### Your instructions
Exact copy, no pictures: output all the records that follow.
Data shown section start
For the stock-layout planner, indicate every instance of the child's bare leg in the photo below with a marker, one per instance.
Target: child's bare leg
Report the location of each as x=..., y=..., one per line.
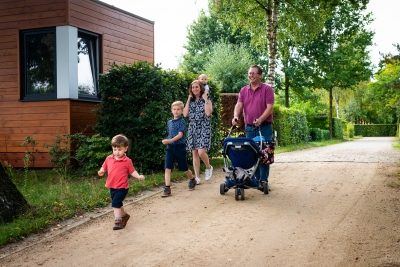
x=189, y=174
x=167, y=177
x=204, y=157
x=119, y=212
x=196, y=163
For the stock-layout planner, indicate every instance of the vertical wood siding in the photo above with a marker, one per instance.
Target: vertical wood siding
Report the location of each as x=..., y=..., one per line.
x=126, y=38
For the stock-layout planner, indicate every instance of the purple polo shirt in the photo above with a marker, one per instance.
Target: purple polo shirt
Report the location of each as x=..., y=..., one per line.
x=255, y=102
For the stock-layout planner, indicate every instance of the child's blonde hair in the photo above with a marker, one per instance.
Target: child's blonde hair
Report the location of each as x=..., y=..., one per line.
x=119, y=140
x=177, y=104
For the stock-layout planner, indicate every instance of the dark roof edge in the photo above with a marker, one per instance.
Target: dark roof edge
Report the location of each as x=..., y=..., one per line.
x=123, y=11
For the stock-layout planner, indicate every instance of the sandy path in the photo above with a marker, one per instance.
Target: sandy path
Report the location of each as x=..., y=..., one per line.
x=328, y=206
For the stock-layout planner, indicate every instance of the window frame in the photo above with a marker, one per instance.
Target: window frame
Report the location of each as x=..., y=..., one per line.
x=95, y=67
x=24, y=95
Data shown section end
### Reply
For the stock-layout planner, indicate every instance of the child's bare leg in the photo below with a marker, one per instance.
Target: child's bare leg
Report the location of each as x=..., y=..., one per line.
x=189, y=174
x=167, y=177
x=204, y=157
x=119, y=212
x=196, y=163
For the stock-layout planner, indicate every instance of the vertical wood siding in the photo above with a marker, one per instance.
Target: vertical wood siding
Report the location of each as x=..., y=..., one per line.
x=126, y=38
For the stock-layout planner, indicate every instance of the purple polo shirt in the photo above with a marker, one per instance.
Target: purple polo shirt
Report the location of each as x=..., y=..., one per line.
x=255, y=102
For the stock-layout planner, indicate every instance of the child's blonde hair in the photo above with a marker, one per instance.
Target: child's blonde hair
Report the location of each as x=..., y=..., one per line.
x=119, y=140
x=177, y=104
For the stock-layout planner, indicate every instance of the dark roof edge in the photo above with a marker, one per instance.
Target: dark roof edge
Report the location of each as x=..., y=..., one per line.
x=123, y=11
For the stock-layout planner, indicate every instance of the sandy path in the photo above with a marker, one per instance.
Target: sandy path
Report the location of each as x=..., y=..., one per line.
x=328, y=206
For the stock-layout planner, indicate every instance of the window frame in the photo above with a marker, one per instance.
Target: window frame
Report the location of each as x=..., y=..., one per line.
x=95, y=67
x=24, y=95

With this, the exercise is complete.